Now that I am no longer coaching on a regular basis I am not around competitive tennis tournaments as much as I once was. However, in recent weeks I spent a significant portion of my days viewing a men’s and ladies futures event, a Junior National Championship and competed in a Men’s Open money tournament myself. I observed a lot of really good tennis but also some ludicrous behavior that does little to help these players or the sport of tennis. There appear to be certain behaviors that are embedded in our consciousness and culture at  high level junior, college and professional tennis in every part of the world, that we don’t seem to question, and accept as the norm despite there absurdity. I would love to say I wasn’t guilty of conforming to many of these cultural norms, but I will hold my hand up and say I was every bit as ridiculous at times. Here are a few examples:


1.     Having a sarcastic response to when the crowd applaud a mistake due to the fact that they are supporting one player more than another. The player on the receiving end of a partisan crowd will usually clap their racket and say something along the lines of “That was a really great shot I hit in the net, yeah well done, keep clapping”.

2.     Acting like you are a tough guy. I always get a kick out of tennis players acting like they are tough and up for a fight if their opponent says “C’mon!” at the wrong time or gives them the fist pump and stare down. Message to all tennis players: You chose to play a non-contact sport for a reason. You want no part of physical contact so stop pretending like you are tough!

3.     Responding with wide open arms like you are measuring an elephant’s trunk and saying “It was this far out” when your opponent questions a call that was 6.7 millimeters out.

4.     Saying “The score was closer than it looks”. You just lost 6/1 6/0, the score was not closer than it looked, the score is the score. You got one game, it is okay to say you got your butt kicked, and that your opponent was much better than you. Just because eight of the games went to deuce, and you had three breakpoints does not mean it was a close affair. Your opponent was the better player on all the points that mattered most, and for all you know, the games that went to deuce were because of your opponent’s boredom and inability to stay focused as they were winning so easily.

5.     Stop saying you have the worst forehand ever or some other version of this (serve/footwork/volley). If you are playing at a high level, such as a national tournament or futures event, your ratio of made forehands to missed forehands is probably quite favorable towards the made column. You are going to miss a few forehands, get over it, it doesn’t mean you have the worst forehand ever, and no one is going to take pity on you, especially the 2.0 player sitting in the stand wishing they could hit a tennis ball like you!

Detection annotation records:
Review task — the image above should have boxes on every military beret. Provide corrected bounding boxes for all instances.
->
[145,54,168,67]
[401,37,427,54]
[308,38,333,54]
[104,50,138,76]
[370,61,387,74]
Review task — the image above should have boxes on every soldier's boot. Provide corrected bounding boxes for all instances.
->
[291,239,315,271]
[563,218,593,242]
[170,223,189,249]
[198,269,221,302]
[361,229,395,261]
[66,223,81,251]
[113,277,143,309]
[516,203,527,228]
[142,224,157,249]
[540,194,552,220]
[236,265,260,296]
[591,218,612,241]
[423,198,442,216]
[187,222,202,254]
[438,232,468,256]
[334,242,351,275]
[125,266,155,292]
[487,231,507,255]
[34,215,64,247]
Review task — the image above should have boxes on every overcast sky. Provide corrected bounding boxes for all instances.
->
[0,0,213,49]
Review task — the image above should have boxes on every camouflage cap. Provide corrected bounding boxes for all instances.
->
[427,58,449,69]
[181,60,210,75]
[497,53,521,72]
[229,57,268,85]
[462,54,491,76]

● **Requests**:
[A] Translate this sentence from the tennis essay into Spanish: "You chose to play a non-contact sport for a reason."
[B] Reproduce the part of the tennis essay between "5.     Stop saying" and "ball like you!", inclusive.

● **Outputs**:
[A] Elegiste practicar un deporte sin contacto por una razón.

[B]
5.     Stop saying you have the worst forehand ever or some other version of this (serve/footwork/volley). If you are playing at a high level, such as a national tournament or futures event, your ratio of made forehands to missed forehands is probably quite favorable towards the made column. You are going to miss a few forehands, get over it, it doesn’t mean you have the worst forehand ever, and no one is going to take pity on you, especially the 2.0 player sitting in the stand wishing they could hit a tennis ball like you!